# WHAT IS NEEDED
Each record that follows should be repeated exactly, minus any images.

'''

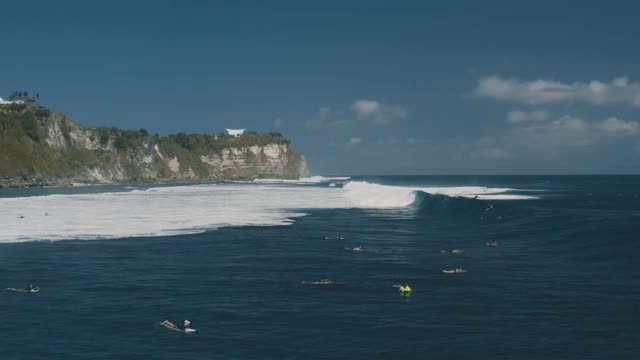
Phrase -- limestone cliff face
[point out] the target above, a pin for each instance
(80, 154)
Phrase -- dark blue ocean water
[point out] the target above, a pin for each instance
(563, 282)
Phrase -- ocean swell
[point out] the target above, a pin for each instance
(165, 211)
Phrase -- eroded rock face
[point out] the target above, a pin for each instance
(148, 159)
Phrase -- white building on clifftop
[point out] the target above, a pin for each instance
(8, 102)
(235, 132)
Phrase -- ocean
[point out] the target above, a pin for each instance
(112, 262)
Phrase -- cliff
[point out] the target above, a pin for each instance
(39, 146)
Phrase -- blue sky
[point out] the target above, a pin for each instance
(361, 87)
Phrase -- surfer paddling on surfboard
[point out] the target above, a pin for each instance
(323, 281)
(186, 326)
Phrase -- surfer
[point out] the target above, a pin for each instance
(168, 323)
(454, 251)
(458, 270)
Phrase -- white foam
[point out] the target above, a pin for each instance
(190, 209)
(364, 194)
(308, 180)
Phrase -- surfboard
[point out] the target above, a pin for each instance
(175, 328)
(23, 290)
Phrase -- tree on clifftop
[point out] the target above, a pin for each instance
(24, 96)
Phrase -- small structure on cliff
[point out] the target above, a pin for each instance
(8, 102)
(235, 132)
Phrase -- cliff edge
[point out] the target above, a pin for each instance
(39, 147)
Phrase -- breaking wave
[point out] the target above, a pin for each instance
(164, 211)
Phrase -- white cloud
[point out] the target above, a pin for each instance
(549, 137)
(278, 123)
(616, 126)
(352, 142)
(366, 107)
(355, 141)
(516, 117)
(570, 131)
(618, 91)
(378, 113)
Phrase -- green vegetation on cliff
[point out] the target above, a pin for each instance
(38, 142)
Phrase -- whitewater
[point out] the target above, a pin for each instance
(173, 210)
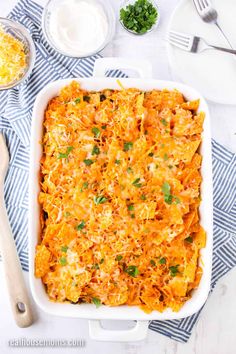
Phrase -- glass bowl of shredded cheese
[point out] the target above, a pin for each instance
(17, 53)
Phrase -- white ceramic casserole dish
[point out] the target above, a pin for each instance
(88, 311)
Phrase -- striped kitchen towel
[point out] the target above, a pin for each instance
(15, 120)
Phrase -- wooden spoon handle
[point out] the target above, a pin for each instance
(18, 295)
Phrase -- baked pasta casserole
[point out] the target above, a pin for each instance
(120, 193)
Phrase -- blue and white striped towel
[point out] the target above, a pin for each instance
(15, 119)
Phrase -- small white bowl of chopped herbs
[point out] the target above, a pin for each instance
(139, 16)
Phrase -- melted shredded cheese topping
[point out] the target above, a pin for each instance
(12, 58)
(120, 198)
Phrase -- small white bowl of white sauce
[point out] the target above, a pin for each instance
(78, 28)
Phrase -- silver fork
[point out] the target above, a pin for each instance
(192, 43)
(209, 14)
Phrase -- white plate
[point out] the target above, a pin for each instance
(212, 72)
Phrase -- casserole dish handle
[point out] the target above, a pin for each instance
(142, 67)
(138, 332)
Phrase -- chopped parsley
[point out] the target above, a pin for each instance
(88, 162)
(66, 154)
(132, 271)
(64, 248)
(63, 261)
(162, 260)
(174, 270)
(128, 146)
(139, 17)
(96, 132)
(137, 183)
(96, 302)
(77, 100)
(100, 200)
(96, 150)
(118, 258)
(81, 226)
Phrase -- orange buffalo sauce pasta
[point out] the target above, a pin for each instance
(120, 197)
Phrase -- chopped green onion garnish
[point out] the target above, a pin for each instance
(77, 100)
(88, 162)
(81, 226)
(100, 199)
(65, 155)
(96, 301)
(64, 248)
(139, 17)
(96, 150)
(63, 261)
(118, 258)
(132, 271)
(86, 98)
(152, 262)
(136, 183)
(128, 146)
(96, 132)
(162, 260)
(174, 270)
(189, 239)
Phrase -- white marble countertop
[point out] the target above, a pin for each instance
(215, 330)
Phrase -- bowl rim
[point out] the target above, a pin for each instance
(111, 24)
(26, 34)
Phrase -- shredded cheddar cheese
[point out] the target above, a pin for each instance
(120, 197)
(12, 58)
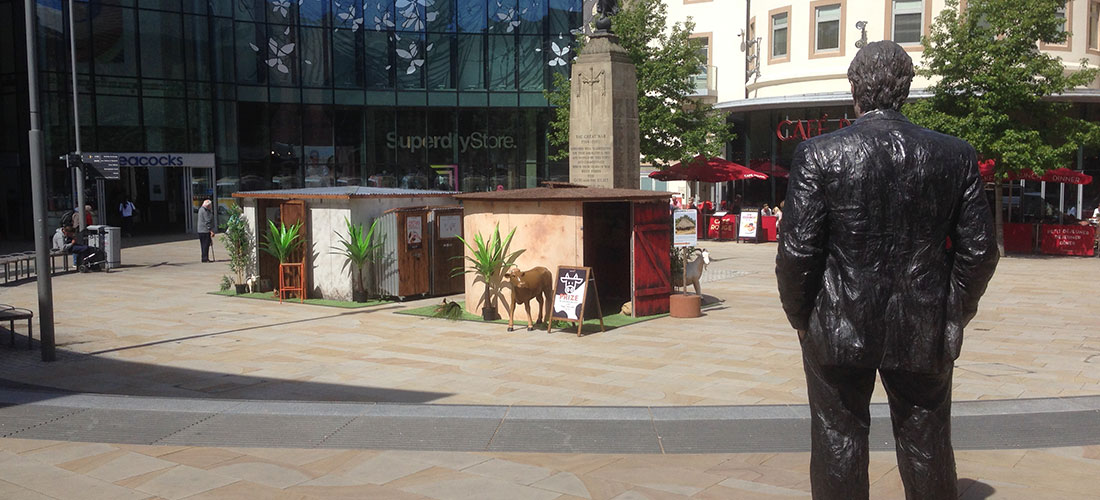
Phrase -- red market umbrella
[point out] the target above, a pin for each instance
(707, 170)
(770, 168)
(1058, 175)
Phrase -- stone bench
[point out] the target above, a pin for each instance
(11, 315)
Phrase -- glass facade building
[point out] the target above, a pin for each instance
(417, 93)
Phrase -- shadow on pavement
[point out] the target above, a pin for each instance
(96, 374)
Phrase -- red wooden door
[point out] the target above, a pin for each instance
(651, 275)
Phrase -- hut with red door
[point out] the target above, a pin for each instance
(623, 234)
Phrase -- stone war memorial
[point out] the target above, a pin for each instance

'''

# WRITTEN SOLUTION
Phrase -- limestone cliff face
[point out] the target above, a pin for each instance
(80, 154)
Phrase -- dark blue ocean water
[point out] the target above, a pin for each instance
(563, 282)
Phrase -- ocean swell
[point out] the target above, a pin for each instance
(165, 211)
Phrase -- eroded rock face
[point out] the target above, a pin for each instance
(148, 159)
Phrase -- white building on clifftop
[point out] the target above, a pin for each instance
(8, 102)
(235, 132)
Phrase -- ocean
[point out] the target above, a pin for each instance
(112, 262)
Phrase -- cliff
[point out] the target above, a pin for each instance
(39, 146)
Phrase -- blue sky
[point out] the target above, a pin for each instance
(361, 87)
Phrase -- surfer paddling on surfboard
[point out] the target above, a pin for each instance
(323, 281)
(186, 326)
Phrase -- surfer
[point out] the target above, a pin for each instance
(168, 323)
(454, 251)
(458, 270)
Phrase -- white foam
[point out] the target above, a pin for each instance
(190, 209)
(364, 194)
(308, 180)
Phrase -- surfboard
[point out] the target above, a pin for each instance
(175, 328)
(23, 290)
Phrase -- tree on clifftop
[point out] the target above, a pin for each instance
(24, 96)
Phrase -- small structure on cliff
[point out] the target above, a pin for each instance
(8, 102)
(235, 132)
Phrase -- cliff edge
[point out] the target above, a pin for each instance
(39, 147)
Phrase -- breaking wave
[point out] the target above, a pin for each instance
(164, 211)
Phrase -- white cloud
[point out] the target above, a pin for each instance
(549, 137)
(278, 123)
(616, 126)
(352, 142)
(366, 107)
(355, 141)
(516, 117)
(570, 131)
(618, 91)
(378, 113)
Phrase -- green vegetation on cliff
[point out] the target above, a pin for each instance
(38, 142)
Phrase -- whitewater
[point out] the target above, a pin for each instance
(173, 210)
Phrase -- glass bowl of shredded cheese
[point out] the target above, a pin for each instance
(17, 53)
Phrase -- white ceramic casserole dish
[point out] the target above, a pin for each instance
(88, 311)
Phrase -- striped kitchen towel
[point out] the target above, a pin for each instance
(15, 120)
Phrase -- wooden spoon handle
[point out] the target above, a pin for each instance
(18, 295)
Phrase -- baked pasta casserole
[point out] the target above, a pin for each instance
(120, 193)
Phrase -- blue and white striped towel
[point out] the target above, a pin for each instance
(15, 119)
Phrase -- small white bowl of chopped herbs
[point out] the target above, a pin for each instance
(139, 16)
Phrase -- melted shredded cheese topping
[point out] the target above, a pin for each instance
(12, 58)
(120, 198)
Phrase -- small white bowl of white sauce
[point out] the target above, a pin for each instance
(78, 28)
Phrase -- silver fork
[point out] the target above, a pin for each instance
(192, 43)
(209, 14)
Phrase -- white plate
[point out] the target above, a pin for each instance
(212, 72)
Phrase -- casserole dish handle
[point out] the target above, a pin for each instance
(142, 67)
(138, 332)
Phrase -- chopped parsley
[point out] the target above, a pin for each instance
(88, 162)
(66, 154)
(132, 271)
(64, 248)
(63, 261)
(162, 260)
(174, 270)
(128, 146)
(139, 17)
(96, 132)
(137, 183)
(96, 302)
(77, 100)
(100, 200)
(96, 150)
(118, 258)
(81, 226)
Phrase -- orange buffalo sauce pasta
[point out] the target above, a pin for each instance
(120, 197)
Phrase -- chopped green onion garnish
[point out] the target above, a pin for each instance
(77, 100)
(88, 162)
(81, 226)
(100, 199)
(65, 155)
(96, 301)
(64, 248)
(139, 17)
(96, 150)
(63, 261)
(118, 258)
(132, 271)
(86, 98)
(152, 262)
(136, 183)
(128, 146)
(96, 132)
(162, 260)
(174, 270)
(189, 239)
Phrase -- white marble countertop
[point out] the target above, a pin for each instance
(215, 330)
Phrase -- bowl rim
[point out] the target above, a pin for each instance
(111, 24)
(26, 34)
Phrase -- shredded cheddar cheese
[point out] the target above, a pin for each instance
(120, 197)
(12, 58)
Phrase -- red market umbrella
[point out] the target above, a pin for each instance
(707, 170)
(770, 168)
(1058, 175)
Phrase -- stone bench
[point out] the target above, a pin for each instance
(11, 315)
Phrase -- glass facade building
[point out] the target above, a pin for each instance
(417, 93)
Phrase -- shadow on pavement
[point out] the target above, a pin for each instance
(96, 374)
Phrase -- red wooden door
[point out] the target above, a pin for each instance
(651, 275)
Phrase -- hut with red door
[point out] the target above, a pin for each instance
(623, 234)
Phrase -- stone war memorial
[point out] the target above, a pin for each instance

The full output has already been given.